**ITEMS**
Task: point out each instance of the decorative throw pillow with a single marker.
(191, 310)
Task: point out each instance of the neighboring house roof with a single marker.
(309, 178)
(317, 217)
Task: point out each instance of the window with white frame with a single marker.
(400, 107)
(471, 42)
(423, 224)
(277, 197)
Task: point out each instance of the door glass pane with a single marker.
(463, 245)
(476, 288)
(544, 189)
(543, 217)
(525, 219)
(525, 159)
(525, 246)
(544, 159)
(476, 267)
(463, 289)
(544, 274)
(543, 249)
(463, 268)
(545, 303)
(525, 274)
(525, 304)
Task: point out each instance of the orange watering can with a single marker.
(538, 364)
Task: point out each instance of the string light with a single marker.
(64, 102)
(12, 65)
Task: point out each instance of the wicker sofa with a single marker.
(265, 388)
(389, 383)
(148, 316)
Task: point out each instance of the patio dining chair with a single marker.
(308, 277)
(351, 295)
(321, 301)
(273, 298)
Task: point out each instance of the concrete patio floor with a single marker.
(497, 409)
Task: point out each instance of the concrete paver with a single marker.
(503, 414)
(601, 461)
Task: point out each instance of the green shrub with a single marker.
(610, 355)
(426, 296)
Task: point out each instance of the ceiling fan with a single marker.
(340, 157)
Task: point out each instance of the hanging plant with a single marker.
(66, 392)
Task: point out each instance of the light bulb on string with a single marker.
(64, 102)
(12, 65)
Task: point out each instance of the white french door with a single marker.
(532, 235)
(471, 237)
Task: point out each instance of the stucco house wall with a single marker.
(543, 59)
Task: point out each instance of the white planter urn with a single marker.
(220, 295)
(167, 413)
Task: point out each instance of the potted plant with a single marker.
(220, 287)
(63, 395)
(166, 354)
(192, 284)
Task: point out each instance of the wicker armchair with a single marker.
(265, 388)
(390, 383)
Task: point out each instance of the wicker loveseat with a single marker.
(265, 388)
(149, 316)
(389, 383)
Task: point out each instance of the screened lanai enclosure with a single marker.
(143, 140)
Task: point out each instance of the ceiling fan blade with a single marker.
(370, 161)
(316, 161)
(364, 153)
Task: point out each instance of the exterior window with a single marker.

**WRITTEN PROBLEM**
Copy out all of the records above again, word for word, leaving nothing out.

**REPLY**
Task: point out each instance of the decorative throw pillow with a single marker.
(191, 310)
Task: point out each instance of the neighboring house roof with a single marker.
(309, 178)
(317, 217)
Task: point out each instance of the window with white frame with a single marker.
(400, 107)
(471, 42)
(423, 224)
(277, 197)
Task: point out each instance of the door glass pane with a single marker.
(463, 245)
(476, 288)
(544, 189)
(543, 217)
(525, 219)
(525, 159)
(525, 246)
(544, 159)
(476, 267)
(463, 289)
(544, 274)
(543, 249)
(463, 268)
(545, 303)
(525, 274)
(525, 304)
Task: point out each instance of the orange watering can with a single marker.
(538, 364)
Task: point out each instance of the string light with a single marker.
(64, 102)
(12, 65)
Task: point out each instance of the wicker sofa with a single marker.
(265, 388)
(389, 383)
(148, 316)
Task: point out each instance of the patio dining chair with a single marker.
(308, 277)
(351, 295)
(321, 301)
(273, 298)
Task: point out each instance of the concrete patio floor with a single marker.
(497, 409)
Task: point out each instance of the concrete paver with a single marker.
(503, 414)
(601, 461)
Task: point out each instance of the green shrub with a single marker.
(610, 355)
(426, 296)
Task: point out each instance of the ceiling fan with a single marker.
(340, 157)
Task: point out each instance of the hanging plant with a single marker.
(66, 392)
Task: point out each instance of the light bulb on string with a single marker.
(64, 102)
(12, 65)
Task: point out each instance of the white french door with a single marker.
(532, 235)
(471, 237)
Task: point out each instance of the stucco house wall with a single marker.
(543, 59)
Task: point out each instance of the white planter urn with a single marker.
(220, 295)
(167, 413)
Task: point out each instance of the potted plant with a single marker.
(220, 287)
(63, 395)
(166, 354)
(192, 284)
Task: point out each instance of the wicker armchair with a single marker.
(265, 388)
(390, 383)
Task: point out each instance of the wicker loveseat with a single marker.
(265, 388)
(149, 316)
(389, 383)
Task: point out each instance of the screened lanai enclosure with a single marker.
(143, 140)
Task: point out each instance of the ceiling fan blade with a single marker.
(370, 161)
(316, 161)
(364, 153)
Task: point out each instance of the exterior window with a single marker.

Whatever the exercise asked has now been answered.